Task. Return every line of the rows below that contains the word "leaf", copying each line in full.

Records for this task.
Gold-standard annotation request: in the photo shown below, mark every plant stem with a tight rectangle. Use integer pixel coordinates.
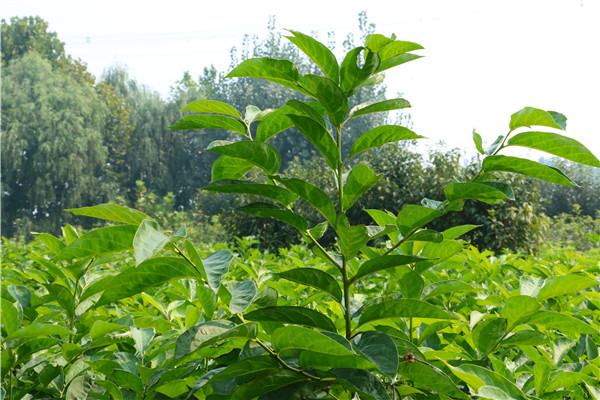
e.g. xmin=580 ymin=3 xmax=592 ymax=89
xmin=342 ymin=257 xmax=352 ymax=340
xmin=253 ymin=338 xmax=335 ymax=382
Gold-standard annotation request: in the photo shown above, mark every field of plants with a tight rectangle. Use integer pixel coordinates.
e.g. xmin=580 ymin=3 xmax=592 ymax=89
xmin=1 ymin=216 xmax=600 ymax=399
xmin=0 ymin=17 xmax=600 ymax=400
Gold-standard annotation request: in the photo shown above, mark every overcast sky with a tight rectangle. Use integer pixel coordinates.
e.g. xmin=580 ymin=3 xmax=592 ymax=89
xmin=0 ymin=0 xmax=600 ymax=156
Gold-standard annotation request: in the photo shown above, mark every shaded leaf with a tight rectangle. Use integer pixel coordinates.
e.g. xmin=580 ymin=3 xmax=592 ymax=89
xmin=65 ymin=204 xmax=151 ymax=225
xmin=276 ymin=268 xmax=342 ymax=302
xmin=537 ymin=275 xmax=599 ymax=301
xmin=202 ymin=179 xmax=298 ymax=205
xmin=229 ymin=281 xmax=257 ymax=314
xmin=507 ymin=132 xmax=600 ymax=167
xmin=276 ymin=178 xmax=336 ymax=226
xmin=349 ymin=125 xmax=423 ymax=157
xmin=169 ymin=114 xmax=246 ymax=136
xmin=329 ymin=368 xmax=391 ymax=400
xmin=342 ymin=164 xmax=381 ymax=210
xmin=351 ymin=255 xmax=424 ymax=281
xmin=286 ymin=30 xmax=340 ymax=83
xmin=225 ymin=57 xmax=310 ymax=96
xmin=356 ymin=331 xmax=398 ymax=379
xmin=482 ymin=156 xmax=576 ymax=186
xmin=238 ymin=203 xmax=308 ymax=232
xmin=210 ymin=156 xmax=254 ymax=182
xmin=472 ymin=317 xmax=508 ymax=355
xmin=208 ymin=140 xmax=281 ymax=174
xmin=244 ymin=306 xmax=337 ymax=332
xmin=358 ymin=299 xmax=457 ymax=326
xmin=348 ymin=99 xmax=410 ymax=119
xmin=509 ymin=107 xmax=563 ymax=131
xmin=96 ymin=257 xmax=202 ymax=307
xmin=181 ymin=99 xmax=242 ymax=119
xmin=53 ymin=225 xmax=138 ymax=260
xmin=288 ymin=114 xmax=340 ymax=169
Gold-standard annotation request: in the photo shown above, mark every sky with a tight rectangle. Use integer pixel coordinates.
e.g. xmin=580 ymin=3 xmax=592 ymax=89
xmin=0 ymin=0 xmax=600 ymax=157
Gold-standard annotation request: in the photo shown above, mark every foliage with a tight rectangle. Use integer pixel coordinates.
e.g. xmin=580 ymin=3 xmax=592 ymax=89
xmin=1 ymin=21 xmax=600 ymax=400
xmin=2 ymin=53 xmax=110 ymax=235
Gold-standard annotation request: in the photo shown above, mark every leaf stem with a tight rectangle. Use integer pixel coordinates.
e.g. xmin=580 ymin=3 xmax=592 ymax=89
xmin=173 ymin=243 xmax=208 ymax=284
xmin=252 ymin=338 xmax=335 ymax=382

Task answer.
Gold-standard annotation request: in the photo shown above, mark every shaded leaf with a tight rectangle. Use integer pixel coordinates.
Gold-standard annotation request: in the photo shown above, mark every leaf stem with a tight rectangle. Use integer pixel coordinates.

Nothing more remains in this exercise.